#### TASK OBJECTIVE
Quote word for word from the line holding "the bicycle rear" to the last line below, including both, and omit any pictures.
*-*-*
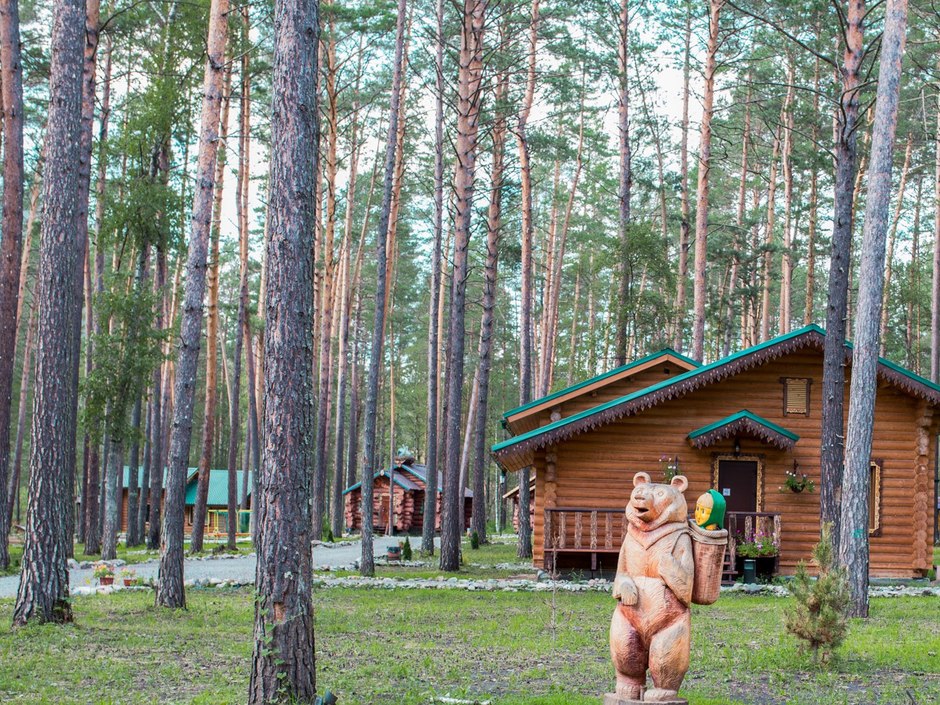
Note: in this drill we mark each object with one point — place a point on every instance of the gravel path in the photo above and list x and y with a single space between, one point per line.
240 569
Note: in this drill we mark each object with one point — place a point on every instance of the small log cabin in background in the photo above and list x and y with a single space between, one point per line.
216 500
513 497
409 482
737 425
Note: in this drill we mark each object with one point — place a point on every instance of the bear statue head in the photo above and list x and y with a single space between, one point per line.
651 504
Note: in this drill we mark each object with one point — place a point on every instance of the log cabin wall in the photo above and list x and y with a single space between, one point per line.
596 468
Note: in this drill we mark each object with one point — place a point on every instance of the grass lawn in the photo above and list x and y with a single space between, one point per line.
403 647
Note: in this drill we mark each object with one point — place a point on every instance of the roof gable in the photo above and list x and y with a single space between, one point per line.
521 418
516 453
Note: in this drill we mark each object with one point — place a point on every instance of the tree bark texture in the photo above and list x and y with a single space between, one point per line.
623 192
170 591
241 327
853 543
469 83
525 290
367 561
833 383
493 230
684 225
283 662
701 196
321 446
212 325
44 582
11 85
430 495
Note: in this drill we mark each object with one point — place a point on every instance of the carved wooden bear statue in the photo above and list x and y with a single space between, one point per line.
650 628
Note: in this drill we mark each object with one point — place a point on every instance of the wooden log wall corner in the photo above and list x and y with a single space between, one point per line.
922 493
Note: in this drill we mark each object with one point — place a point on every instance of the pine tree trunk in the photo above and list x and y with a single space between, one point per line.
833 383
935 284
283 662
110 511
133 480
493 229
13 485
623 192
684 225
170 591
701 196
892 239
367 562
143 506
212 327
241 330
786 278
156 415
469 85
430 494
326 270
44 582
11 85
767 256
853 544
525 306
813 206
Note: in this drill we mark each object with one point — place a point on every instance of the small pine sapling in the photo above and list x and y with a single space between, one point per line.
818 613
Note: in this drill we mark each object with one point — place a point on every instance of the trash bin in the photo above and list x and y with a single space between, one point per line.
750 570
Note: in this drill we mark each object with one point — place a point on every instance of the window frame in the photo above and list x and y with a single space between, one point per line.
785 382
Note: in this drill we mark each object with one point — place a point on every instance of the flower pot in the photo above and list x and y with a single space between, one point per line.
765 566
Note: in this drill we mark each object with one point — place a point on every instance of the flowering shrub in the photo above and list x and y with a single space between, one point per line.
103 570
762 545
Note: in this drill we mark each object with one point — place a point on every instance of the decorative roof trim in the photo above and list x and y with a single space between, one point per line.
665 352
743 422
517 452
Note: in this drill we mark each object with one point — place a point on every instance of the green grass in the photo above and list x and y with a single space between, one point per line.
478 564
138 554
403 647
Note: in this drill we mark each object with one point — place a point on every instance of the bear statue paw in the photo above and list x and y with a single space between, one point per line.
659 695
629 692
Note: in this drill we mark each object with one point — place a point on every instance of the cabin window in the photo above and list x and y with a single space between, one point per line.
795 396
874 497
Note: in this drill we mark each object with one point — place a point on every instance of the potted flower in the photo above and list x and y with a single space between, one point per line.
798 481
762 549
129 576
104 573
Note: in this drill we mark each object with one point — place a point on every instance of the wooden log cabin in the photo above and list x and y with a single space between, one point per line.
737 425
216 500
409 486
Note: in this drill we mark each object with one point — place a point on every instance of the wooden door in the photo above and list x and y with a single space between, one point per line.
737 482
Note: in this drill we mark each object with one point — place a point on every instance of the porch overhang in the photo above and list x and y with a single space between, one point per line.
743 423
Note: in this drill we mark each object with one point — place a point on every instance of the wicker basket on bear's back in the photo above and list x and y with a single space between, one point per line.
708 549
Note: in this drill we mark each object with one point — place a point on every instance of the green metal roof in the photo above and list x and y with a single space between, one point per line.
587 413
744 414
652 388
599 378
218 488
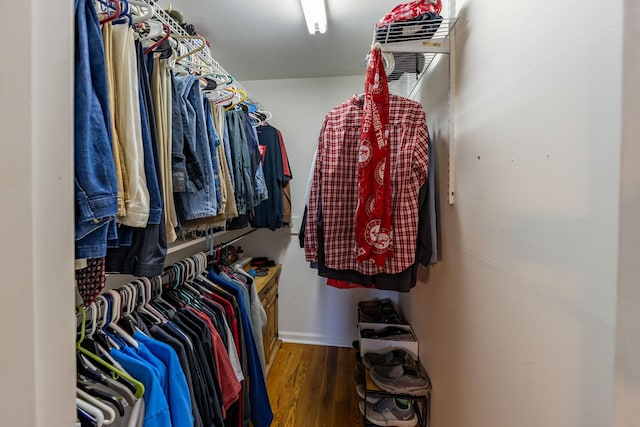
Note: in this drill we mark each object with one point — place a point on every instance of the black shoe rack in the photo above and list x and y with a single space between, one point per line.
421 404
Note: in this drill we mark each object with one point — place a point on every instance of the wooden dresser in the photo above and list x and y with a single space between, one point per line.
267 287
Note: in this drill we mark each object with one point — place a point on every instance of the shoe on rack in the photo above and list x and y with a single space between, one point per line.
360 389
390 332
390 358
390 412
402 379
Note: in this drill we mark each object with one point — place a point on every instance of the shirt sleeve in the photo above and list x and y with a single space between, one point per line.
311 231
420 164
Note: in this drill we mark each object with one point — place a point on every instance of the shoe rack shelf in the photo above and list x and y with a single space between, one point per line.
421 404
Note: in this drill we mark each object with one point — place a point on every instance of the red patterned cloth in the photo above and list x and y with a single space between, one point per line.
410 11
373 233
91 279
335 185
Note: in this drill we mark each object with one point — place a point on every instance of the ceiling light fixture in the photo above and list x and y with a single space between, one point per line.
315 15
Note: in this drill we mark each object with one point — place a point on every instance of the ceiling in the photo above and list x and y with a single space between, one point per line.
260 39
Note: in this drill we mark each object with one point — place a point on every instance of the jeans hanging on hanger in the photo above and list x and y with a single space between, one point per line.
96 189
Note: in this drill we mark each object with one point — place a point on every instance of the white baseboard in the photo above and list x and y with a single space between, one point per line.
315 339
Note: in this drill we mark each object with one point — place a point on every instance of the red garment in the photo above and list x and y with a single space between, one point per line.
410 11
229 384
228 308
373 233
335 184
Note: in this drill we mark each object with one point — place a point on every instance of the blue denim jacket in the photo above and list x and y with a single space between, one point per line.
214 142
244 181
187 170
201 203
96 188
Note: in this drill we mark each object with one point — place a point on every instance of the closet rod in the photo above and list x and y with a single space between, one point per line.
204 53
231 242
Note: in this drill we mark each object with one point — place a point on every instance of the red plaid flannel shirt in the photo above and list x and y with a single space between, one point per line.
335 184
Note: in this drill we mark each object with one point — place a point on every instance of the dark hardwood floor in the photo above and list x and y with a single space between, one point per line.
314 386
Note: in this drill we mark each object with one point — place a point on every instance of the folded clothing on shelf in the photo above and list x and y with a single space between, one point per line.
420 28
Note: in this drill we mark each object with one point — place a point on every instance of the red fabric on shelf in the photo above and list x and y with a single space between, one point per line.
410 11
373 233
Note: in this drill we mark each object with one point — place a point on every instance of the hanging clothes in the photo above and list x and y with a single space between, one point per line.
334 186
269 214
96 187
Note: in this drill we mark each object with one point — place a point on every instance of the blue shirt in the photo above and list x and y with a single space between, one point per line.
156 406
261 414
178 395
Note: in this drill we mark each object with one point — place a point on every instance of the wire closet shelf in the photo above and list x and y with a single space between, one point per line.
202 56
410 48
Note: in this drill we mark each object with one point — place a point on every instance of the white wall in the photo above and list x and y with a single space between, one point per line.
627 373
37 330
517 324
309 311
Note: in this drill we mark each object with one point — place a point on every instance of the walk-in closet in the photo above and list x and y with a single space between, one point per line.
300 213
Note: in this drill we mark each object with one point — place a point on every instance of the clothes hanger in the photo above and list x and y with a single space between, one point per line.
154 46
125 15
116 313
139 387
149 29
85 419
96 413
226 95
139 6
144 287
203 43
115 5
109 415
238 93
115 401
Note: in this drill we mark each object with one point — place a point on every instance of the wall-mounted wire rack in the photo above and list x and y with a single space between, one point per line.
411 47
186 45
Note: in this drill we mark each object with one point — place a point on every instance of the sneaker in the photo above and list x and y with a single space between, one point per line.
391 358
370 398
390 412
390 332
401 381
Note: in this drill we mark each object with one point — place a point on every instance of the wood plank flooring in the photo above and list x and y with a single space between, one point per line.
314 386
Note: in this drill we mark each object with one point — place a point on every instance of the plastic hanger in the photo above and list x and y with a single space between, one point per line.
116 314
243 97
203 43
141 5
115 371
115 5
154 46
96 413
109 415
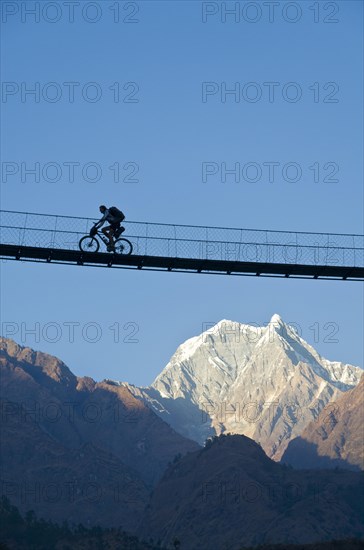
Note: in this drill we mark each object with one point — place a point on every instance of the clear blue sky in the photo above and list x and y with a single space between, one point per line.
169 133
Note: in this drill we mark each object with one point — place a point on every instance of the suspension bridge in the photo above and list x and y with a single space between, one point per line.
26 236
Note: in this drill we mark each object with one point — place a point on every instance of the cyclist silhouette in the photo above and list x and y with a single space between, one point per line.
114 216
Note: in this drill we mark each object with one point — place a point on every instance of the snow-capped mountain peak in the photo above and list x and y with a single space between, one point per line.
215 380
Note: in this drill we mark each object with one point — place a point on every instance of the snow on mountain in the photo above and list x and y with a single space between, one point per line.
263 382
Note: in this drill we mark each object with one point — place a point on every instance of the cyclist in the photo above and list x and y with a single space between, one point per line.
114 216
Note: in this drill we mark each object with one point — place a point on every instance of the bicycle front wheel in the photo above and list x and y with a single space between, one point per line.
123 246
89 244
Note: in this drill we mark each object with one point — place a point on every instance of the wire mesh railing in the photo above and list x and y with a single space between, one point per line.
187 241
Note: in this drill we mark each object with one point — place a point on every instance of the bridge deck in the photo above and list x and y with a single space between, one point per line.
37 237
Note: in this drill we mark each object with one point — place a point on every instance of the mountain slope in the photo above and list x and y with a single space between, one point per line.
335 438
264 382
231 494
72 435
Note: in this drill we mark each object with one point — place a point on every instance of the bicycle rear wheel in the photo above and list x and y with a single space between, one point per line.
123 246
89 244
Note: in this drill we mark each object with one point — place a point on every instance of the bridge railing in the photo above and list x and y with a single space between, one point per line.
186 241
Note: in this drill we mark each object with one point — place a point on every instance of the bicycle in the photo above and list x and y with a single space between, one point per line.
90 243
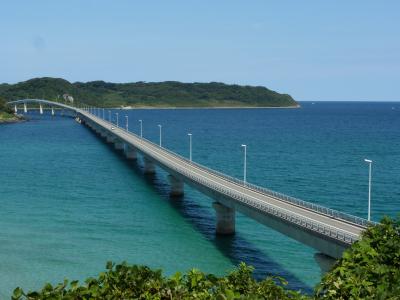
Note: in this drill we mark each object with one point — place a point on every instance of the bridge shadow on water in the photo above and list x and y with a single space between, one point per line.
234 247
*-*-*
#### ANSWER TO THE TASK
Note: in this drill we mark each object with one point — place a point on every instance of the bicycle rear wheel in the photo above and list x and y with a single space between, one point per line.
123 246
89 244
Note: in this drill we mark each object with one point — place a point on every instance of the bridge railing in the photo above and list x and y with a single space between, one point per line.
186 241
Note: in this drill we mark each object with one point — place a point on every instance of the bicycle in the photo above and list x and y with a single space between, one point per line.
90 243
Note: in this drill we mark each object with one point — place a point on every instance of the bridge shadow on water in the photo above and list x and y with a single space between, one point per line.
234 247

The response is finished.